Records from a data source
**********

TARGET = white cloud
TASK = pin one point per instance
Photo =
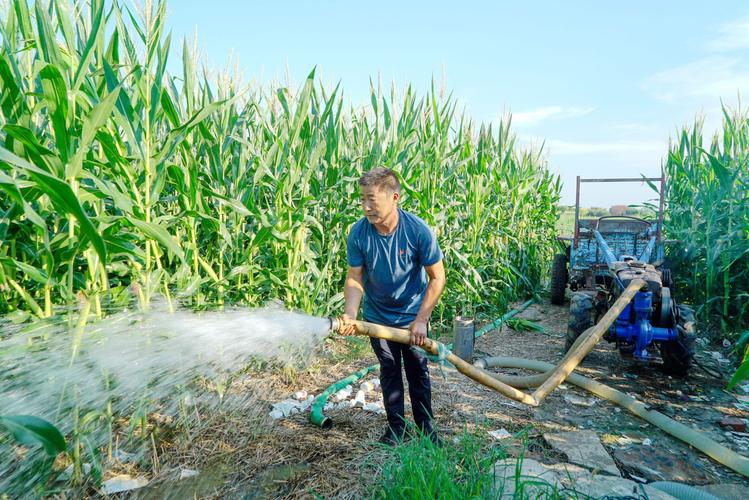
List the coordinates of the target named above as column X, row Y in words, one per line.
column 535, row 116
column 731, row 36
column 559, row 147
column 712, row 77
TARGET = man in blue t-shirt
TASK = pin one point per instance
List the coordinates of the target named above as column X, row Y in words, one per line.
column 395, row 262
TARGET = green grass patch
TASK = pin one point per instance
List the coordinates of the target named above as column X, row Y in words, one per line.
column 460, row 469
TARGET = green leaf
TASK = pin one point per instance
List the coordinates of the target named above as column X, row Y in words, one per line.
column 28, row 430
column 160, row 234
column 95, row 119
column 88, row 51
column 62, row 197
column 37, row 275
column 56, row 97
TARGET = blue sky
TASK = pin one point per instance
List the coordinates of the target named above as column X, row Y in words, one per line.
column 603, row 84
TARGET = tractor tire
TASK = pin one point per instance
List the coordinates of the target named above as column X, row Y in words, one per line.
column 559, row 278
column 582, row 317
column 677, row 356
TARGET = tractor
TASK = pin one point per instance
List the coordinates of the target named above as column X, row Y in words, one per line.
column 599, row 261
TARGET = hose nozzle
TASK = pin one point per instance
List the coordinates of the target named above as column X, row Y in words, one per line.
column 335, row 324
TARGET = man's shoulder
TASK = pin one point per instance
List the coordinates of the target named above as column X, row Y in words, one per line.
column 415, row 221
column 359, row 228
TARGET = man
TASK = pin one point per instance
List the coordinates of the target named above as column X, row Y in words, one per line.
column 395, row 262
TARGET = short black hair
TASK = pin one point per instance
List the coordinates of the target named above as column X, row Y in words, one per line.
column 381, row 177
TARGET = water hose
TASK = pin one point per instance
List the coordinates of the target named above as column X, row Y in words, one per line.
column 717, row 452
column 317, row 415
column 683, row 491
column 443, row 353
column 582, row 346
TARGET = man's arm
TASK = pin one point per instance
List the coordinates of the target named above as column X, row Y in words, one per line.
column 418, row 328
column 353, row 290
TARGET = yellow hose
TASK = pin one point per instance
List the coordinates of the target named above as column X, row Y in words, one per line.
column 717, row 452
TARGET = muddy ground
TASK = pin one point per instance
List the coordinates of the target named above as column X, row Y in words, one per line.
column 240, row 452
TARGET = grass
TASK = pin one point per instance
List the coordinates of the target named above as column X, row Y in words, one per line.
column 419, row 469
column 463, row 468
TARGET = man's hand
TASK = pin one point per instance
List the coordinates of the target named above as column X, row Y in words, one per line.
column 347, row 325
column 418, row 332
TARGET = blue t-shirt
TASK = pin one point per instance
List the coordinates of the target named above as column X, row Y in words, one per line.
column 394, row 277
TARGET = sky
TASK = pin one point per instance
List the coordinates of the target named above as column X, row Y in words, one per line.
column 602, row 85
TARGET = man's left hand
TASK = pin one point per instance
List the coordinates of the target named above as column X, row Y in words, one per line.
column 418, row 331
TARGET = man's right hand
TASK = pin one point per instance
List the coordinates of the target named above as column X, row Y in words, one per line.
column 347, row 325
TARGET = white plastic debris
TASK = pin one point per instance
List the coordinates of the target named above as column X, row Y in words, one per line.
column 500, row 434
column 305, row 405
column 578, row 400
column 374, row 407
column 124, row 457
column 122, row 483
column 367, row 386
column 718, row 357
column 344, row 393
column 300, row 395
column 287, row 407
column 359, row 399
column 185, row 473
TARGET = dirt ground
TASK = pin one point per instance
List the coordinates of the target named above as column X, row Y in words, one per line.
column 241, row 453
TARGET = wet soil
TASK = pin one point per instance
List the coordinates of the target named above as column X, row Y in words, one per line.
column 247, row 455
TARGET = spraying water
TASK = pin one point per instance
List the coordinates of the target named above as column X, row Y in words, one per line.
column 140, row 360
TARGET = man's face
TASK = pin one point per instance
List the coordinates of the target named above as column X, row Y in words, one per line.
column 378, row 203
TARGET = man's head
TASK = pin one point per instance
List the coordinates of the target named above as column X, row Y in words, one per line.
column 380, row 192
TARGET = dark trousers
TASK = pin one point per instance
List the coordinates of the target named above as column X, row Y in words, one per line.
column 390, row 355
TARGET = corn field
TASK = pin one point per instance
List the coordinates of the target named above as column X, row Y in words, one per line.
column 708, row 210
column 121, row 181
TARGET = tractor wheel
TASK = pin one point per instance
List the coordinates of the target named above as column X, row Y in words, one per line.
column 582, row 314
column 559, row 278
column 677, row 356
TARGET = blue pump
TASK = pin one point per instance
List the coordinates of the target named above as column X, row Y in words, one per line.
column 636, row 328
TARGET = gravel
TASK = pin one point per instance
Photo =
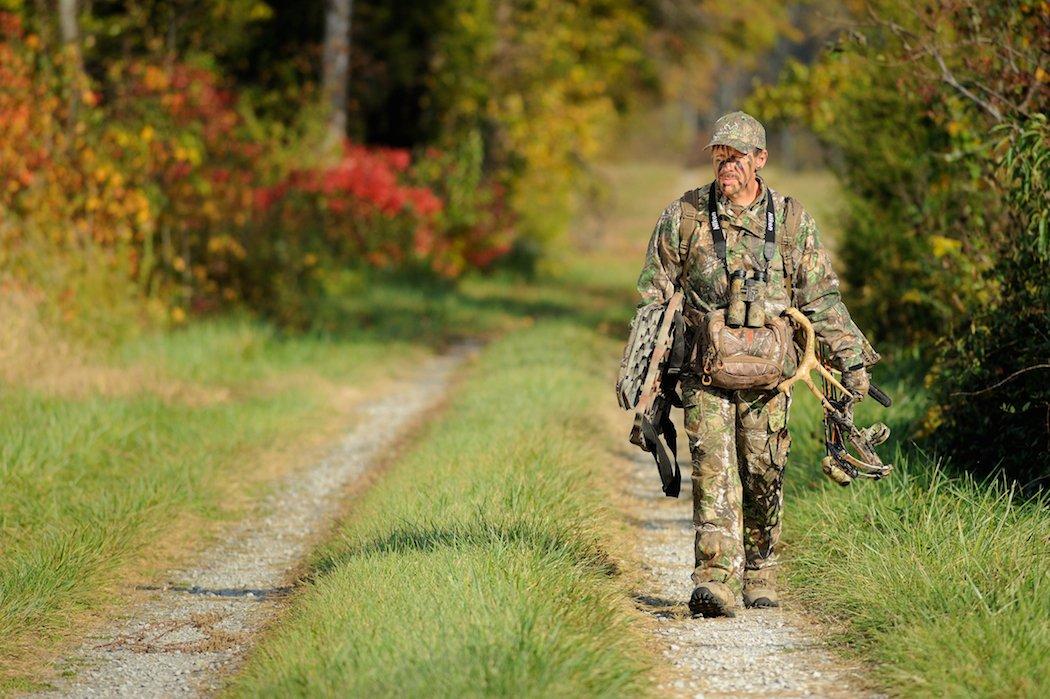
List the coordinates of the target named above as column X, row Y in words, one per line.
column 759, row 653
column 198, row 622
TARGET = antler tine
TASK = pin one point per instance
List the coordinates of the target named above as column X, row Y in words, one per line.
column 809, row 363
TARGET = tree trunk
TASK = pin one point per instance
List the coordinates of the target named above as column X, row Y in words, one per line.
column 70, row 45
column 335, row 71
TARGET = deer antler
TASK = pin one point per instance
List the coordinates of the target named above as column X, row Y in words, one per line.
column 839, row 464
column 809, row 363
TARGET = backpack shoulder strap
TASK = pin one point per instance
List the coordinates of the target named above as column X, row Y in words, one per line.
column 690, row 220
column 793, row 217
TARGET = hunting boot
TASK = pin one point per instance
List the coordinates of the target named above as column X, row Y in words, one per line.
column 712, row 598
column 760, row 589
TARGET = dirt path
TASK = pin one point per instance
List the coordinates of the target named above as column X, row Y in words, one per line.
column 198, row 622
column 759, row 653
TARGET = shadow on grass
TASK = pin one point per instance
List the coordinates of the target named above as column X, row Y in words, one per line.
column 546, row 541
column 394, row 308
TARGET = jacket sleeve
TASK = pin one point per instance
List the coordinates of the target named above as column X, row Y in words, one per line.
column 663, row 266
column 817, row 295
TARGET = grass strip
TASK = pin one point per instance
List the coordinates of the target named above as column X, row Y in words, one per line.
column 480, row 564
column 942, row 581
column 92, row 482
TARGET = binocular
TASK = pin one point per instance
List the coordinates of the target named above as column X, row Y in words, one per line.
column 747, row 296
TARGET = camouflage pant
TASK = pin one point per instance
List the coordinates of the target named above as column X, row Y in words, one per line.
column 739, row 442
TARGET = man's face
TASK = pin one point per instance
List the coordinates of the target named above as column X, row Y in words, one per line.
column 735, row 170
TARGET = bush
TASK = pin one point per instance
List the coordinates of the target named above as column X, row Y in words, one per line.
column 933, row 112
column 156, row 183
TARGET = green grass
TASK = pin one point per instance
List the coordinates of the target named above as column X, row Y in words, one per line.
column 942, row 583
column 479, row 565
column 92, row 481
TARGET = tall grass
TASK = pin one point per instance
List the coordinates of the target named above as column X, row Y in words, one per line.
column 478, row 566
column 942, row 581
column 93, row 479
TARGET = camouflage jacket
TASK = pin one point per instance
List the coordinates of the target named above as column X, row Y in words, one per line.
column 706, row 283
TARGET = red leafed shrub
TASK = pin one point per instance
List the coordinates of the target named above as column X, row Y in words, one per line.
column 183, row 202
column 375, row 206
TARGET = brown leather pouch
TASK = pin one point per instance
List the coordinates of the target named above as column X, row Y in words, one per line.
column 736, row 358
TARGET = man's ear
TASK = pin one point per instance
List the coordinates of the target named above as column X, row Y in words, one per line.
column 760, row 156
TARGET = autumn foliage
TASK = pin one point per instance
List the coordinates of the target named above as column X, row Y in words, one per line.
column 155, row 178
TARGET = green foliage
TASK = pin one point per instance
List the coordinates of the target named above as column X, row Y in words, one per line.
column 993, row 381
column 939, row 580
column 927, row 110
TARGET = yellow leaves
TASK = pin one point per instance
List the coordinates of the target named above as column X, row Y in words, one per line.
column 259, row 12
column 154, row 79
column 226, row 245
column 911, row 296
column 942, row 246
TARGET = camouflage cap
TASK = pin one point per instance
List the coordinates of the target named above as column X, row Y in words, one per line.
column 738, row 130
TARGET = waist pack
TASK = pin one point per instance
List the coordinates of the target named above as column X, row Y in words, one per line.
column 736, row 358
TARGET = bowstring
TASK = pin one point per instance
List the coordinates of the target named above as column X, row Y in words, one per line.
column 830, row 392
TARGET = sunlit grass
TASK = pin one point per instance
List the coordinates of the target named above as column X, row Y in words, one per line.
column 942, row 583
column 92, row 481
column 479, row 566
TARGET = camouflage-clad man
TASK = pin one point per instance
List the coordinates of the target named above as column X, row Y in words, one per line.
column 738, row 439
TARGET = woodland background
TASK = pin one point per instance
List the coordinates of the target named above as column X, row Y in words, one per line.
column 165, row 162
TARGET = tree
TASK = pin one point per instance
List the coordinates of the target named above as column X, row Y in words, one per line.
column 335, row 70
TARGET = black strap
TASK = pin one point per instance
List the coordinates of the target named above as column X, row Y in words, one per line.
column 718, row 235
column 650, row 432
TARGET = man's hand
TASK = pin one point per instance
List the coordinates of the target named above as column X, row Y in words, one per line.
column 857, row 382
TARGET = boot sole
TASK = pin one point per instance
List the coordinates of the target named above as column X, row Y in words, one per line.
column 704, row 602
column 761, row 602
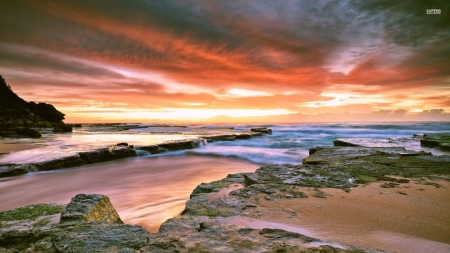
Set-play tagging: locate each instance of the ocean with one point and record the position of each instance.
(149, 189)
(289, 143)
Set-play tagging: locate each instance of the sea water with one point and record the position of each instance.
(149, 189)
(289, 143)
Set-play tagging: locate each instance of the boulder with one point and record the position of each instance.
(93, 156)
(438, 140)
(28, 132)
(100, 238)
(11, 170)
(343, 143)
(62, 128)
(84, 208)
(262, 130)
(153, 149)
(177, 145)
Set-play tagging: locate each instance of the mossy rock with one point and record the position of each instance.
(31, 212)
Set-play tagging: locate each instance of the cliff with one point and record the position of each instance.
(17, 116)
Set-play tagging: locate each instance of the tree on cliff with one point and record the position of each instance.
(16, 113)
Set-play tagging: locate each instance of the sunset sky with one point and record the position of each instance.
(141, 61)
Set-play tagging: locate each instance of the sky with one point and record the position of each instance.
(234, 60)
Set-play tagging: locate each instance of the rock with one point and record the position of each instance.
(100, 238)
(277, 233)
(177, 145)
(344, 143)
(11, 170)
(62, 128)
(119, 152)
(17, 116)
(94, 156)
(88, 224)
(28, 132)
(439, 140)
(244, 136)
(153, 149)
(65, 162)
(23, 227)
(90, 208)
(262, 130)
(220, 137)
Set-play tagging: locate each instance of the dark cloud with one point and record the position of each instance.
(308, 47)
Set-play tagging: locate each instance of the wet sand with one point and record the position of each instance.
(144, 190)
(413, 218)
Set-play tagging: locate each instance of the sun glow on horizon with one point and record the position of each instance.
(180, 114)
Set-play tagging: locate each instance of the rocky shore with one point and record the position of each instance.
(120, 151)
(19, 119)
(239, 212)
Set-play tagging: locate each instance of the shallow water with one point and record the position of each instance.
(288, 144)
(144, 190)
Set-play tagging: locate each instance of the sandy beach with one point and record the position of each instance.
(413, 218)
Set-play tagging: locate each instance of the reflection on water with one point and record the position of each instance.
(144, 190)
(406, 243)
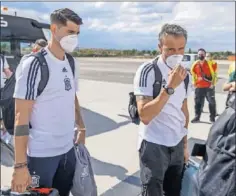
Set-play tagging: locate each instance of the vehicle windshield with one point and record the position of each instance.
(47, 34)
(26, 47)
(186, 58)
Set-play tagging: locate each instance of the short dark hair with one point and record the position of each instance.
(41, 42)
(61, 17)
(201, 49)
(172, 29)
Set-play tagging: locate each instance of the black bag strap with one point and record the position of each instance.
(44, 71)
(186, 82)
(71, 62)
(158, 79)
(3, 62)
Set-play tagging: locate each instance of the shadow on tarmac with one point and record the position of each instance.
(97, 123)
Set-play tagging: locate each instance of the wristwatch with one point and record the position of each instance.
(169, 90)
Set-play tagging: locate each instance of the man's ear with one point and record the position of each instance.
(53, 28)
(160, 48)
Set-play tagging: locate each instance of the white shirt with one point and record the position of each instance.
(167, 128)
(4, 65)
(53, 114)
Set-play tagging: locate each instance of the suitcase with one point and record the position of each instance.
(189, 180)
(31, 192)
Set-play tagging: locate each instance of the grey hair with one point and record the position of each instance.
(172, 29)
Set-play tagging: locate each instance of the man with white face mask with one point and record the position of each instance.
(164, 119)
(44, 154)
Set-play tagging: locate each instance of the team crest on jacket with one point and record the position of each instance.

**********

INSTRUCTIONS TO FOLLOW
Search the data above for the string "foliage". Report every line where it is found.

EXERCISE RESPONSE
TARGET = autumn foliage
TARGET = green foliage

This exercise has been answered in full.